— Start Data listing —

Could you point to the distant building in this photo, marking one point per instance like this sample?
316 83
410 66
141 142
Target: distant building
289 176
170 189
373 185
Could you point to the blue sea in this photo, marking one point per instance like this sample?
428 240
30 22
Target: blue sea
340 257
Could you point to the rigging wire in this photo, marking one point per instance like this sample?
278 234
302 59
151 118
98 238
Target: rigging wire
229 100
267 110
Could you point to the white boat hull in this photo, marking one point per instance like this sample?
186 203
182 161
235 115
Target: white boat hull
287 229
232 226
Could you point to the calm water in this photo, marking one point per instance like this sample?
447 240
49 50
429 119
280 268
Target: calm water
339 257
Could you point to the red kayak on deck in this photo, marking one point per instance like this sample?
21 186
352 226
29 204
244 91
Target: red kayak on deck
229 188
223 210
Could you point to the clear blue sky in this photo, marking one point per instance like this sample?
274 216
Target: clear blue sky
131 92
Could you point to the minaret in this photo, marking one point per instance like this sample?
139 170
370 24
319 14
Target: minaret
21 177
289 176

— End Data listing —
— Start Data listing —

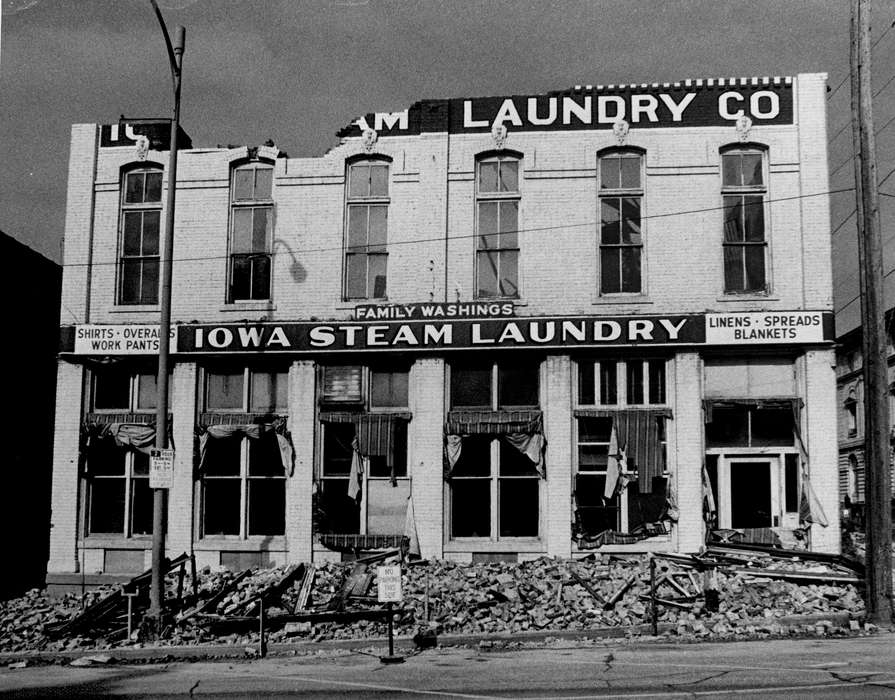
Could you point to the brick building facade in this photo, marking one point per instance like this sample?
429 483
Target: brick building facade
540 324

— End Data listing —

Identify every line in the data that contains the string "building" and copy each of those lines in full.

- **Solved problem**
Could you point to the distant building in this photo, marking one point per instance like this sample?
Target: distant building
Could you point to the brick building facade in this photo, marking one point per instance like this sample?
Target: brick building facade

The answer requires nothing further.